## [Task description]
Rewrite every line of the listing, requests included, from the line containing "In this photo, point at the packed" down to the end of the listing. Scale each x and y coordinate in the answers by 2.35 and round to whole numbers, with halves rounding up.

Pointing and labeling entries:
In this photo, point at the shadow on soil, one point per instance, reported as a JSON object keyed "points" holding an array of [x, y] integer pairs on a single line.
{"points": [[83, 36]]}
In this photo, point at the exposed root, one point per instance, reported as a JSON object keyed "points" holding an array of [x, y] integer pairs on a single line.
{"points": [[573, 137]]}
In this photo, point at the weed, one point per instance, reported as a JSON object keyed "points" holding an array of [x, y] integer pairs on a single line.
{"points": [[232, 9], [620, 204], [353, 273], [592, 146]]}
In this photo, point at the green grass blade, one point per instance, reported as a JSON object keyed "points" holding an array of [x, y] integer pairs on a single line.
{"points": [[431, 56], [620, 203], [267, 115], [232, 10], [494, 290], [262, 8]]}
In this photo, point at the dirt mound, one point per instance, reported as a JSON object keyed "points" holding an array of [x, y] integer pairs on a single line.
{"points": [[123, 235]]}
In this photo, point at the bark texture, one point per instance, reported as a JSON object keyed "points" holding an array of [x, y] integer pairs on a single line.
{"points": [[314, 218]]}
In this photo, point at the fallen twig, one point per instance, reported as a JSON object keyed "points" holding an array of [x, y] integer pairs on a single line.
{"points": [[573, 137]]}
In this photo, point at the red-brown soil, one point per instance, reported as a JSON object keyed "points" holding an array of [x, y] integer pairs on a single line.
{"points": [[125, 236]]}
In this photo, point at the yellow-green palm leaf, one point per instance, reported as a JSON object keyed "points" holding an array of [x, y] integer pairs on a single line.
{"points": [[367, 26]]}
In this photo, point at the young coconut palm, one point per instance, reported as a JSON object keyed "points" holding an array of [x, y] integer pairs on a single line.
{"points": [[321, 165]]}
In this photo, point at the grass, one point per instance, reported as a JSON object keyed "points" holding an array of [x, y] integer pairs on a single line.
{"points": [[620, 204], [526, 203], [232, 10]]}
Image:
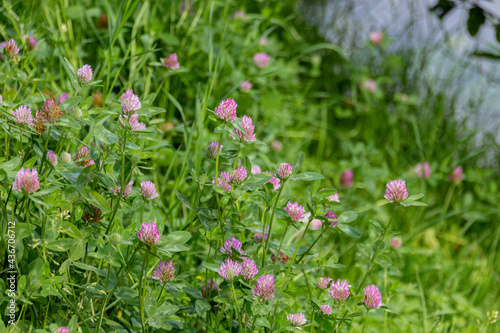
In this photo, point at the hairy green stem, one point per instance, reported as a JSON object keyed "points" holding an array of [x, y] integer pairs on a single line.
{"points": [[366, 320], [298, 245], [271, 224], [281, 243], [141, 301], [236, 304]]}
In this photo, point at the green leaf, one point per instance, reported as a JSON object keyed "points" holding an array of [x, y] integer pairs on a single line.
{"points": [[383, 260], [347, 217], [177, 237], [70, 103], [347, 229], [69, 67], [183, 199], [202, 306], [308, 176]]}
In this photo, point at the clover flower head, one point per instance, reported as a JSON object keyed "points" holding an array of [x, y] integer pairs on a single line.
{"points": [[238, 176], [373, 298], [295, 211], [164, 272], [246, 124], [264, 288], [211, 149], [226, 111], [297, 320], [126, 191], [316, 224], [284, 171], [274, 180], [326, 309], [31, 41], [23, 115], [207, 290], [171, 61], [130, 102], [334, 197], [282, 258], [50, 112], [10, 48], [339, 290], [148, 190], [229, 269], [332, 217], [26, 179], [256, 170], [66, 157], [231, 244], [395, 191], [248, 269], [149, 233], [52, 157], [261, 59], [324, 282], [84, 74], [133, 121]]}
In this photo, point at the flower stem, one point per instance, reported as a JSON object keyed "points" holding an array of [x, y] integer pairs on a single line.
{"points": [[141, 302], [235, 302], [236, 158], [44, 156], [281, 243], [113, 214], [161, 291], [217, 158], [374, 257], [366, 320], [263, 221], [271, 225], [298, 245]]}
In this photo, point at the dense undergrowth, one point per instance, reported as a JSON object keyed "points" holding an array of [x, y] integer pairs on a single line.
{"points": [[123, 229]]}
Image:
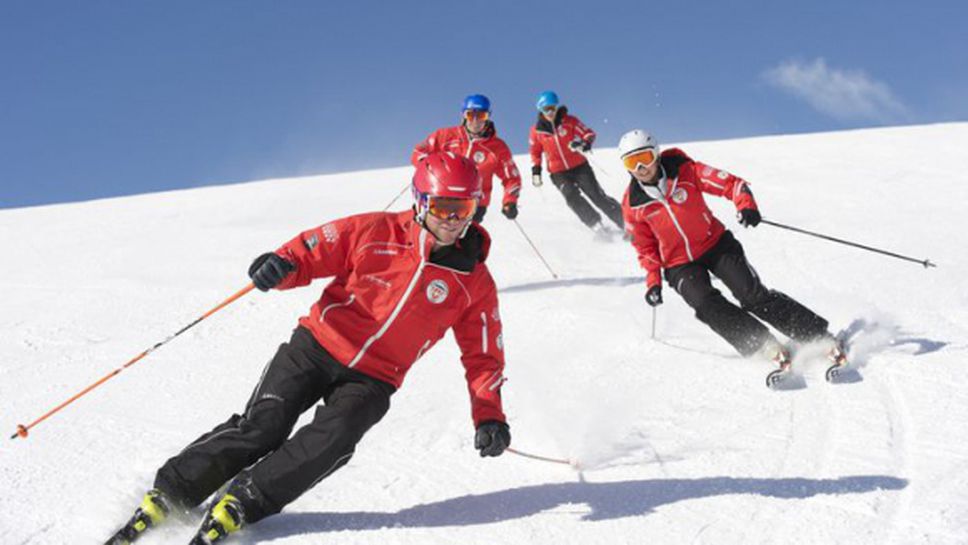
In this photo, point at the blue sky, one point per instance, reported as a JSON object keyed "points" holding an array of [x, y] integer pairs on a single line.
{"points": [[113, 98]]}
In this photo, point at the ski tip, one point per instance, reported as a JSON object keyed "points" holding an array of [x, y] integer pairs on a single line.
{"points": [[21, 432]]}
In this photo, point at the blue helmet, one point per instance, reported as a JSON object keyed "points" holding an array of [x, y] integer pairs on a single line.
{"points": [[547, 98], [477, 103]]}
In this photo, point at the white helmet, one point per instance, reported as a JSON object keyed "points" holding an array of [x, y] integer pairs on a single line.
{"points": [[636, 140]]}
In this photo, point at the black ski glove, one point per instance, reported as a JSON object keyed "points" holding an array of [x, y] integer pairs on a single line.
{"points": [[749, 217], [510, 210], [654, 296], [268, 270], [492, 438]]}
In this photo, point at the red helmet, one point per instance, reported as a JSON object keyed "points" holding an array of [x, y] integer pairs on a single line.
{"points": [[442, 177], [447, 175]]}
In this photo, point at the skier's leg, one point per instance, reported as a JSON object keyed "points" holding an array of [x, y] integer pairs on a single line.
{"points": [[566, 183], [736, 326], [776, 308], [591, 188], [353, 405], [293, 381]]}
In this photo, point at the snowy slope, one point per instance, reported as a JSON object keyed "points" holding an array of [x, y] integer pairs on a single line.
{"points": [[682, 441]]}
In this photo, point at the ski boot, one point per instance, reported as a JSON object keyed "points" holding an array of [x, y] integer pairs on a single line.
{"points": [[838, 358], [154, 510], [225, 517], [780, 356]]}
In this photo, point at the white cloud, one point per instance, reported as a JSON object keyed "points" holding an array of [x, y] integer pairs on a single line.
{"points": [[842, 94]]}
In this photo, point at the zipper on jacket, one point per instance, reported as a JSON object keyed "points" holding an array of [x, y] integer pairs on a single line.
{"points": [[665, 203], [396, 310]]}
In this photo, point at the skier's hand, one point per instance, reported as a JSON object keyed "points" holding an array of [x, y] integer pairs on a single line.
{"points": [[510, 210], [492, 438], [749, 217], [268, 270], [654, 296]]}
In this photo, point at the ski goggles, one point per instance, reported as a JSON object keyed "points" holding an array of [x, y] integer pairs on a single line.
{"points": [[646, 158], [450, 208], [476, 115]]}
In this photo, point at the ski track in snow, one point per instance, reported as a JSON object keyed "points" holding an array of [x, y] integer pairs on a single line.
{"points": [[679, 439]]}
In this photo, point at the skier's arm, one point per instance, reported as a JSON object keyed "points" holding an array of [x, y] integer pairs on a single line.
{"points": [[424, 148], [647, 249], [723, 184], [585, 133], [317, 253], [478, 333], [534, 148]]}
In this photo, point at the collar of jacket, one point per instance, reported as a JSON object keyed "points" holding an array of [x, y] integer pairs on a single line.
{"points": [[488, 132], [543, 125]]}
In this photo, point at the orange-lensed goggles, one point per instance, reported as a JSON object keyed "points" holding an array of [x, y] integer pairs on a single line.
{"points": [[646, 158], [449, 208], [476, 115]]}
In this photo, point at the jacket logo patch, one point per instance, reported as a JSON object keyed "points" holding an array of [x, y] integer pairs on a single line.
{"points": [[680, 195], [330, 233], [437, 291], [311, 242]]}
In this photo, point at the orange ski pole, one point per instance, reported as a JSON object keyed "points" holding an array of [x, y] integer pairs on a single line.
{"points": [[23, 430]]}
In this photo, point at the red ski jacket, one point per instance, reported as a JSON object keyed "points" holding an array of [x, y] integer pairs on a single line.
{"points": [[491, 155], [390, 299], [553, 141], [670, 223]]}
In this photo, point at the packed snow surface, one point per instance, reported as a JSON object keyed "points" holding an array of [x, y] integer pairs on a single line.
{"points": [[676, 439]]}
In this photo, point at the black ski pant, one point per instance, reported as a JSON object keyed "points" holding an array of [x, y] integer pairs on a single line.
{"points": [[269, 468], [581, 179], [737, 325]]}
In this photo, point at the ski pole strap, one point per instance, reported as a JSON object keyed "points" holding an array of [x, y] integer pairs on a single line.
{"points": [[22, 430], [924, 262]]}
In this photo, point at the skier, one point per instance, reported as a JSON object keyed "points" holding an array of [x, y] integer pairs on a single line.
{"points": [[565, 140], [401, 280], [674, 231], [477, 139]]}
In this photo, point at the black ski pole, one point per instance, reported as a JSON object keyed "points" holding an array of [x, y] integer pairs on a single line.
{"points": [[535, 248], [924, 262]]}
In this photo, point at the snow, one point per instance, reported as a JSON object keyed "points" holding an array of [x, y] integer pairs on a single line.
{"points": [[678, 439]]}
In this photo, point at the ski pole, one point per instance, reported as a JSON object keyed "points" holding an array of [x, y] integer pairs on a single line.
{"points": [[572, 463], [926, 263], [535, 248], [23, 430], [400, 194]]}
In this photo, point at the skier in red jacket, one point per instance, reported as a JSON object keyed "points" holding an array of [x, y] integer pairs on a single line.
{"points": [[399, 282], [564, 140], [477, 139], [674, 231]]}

## [Answer to this exercise]
In this photo, point at the packed snow surface, one point per instance, reported as a JSON object keyed "points" holding an array of [x, y] integer pairs on a single line.
{"points": [[1589, 1032]]}
In this photo, point at the black ski pant, one point per instance, reported as a JSON object keyed "points" holding an array of [x, y] integer pairs on a single line.
{"points": [[632, 1100], [1365, 421], [1732, 764]]}
In this photo, point at the ski pole strap, one point per instance, reported as a JSON object keyed "points" holding an array of [x, y] integer pairs on a single line.
{"points": [[52, 1011], [2171, 616]]}
In this photo, point at the skier, one point per instance, reported as a JSON object keyed "points" holding an array of [x, y] integer pairs on a single line.
{"points": [[1328, 329], [942, 658], [1584, 543], [1121, 327]]}
In this photo, point at the black ski pole, one point per instance, reported as a JSON object keyed "points" holding an array of [x, y] integer pairs on a single line.
{"points": [[1257, 583], [2171, 616]]}
In this photo, point at the snow, one point per instance, reported as a JSON object keyed "points" holding an array of [x, y] integer pairs on a single line.
{"points": [[1593, 1032]]}
In this photo, point at the ski pole, one point per instance, reported as a JSON object keyed "points" holding an array of [x, y] integer pairs on a single line.
{"points": [[1344, 1088], [2176, 618], [1257, 583], [54, 1011], [940, 456]]}
In this photo, point at the skier in red jacket, one point per instance, reported as a JSON object keyed "points" holding an array of [x, y] integer pairs on a single line.
{"points": [[938, 663], [1325, 329], [1121, 327], [1584, 543]]}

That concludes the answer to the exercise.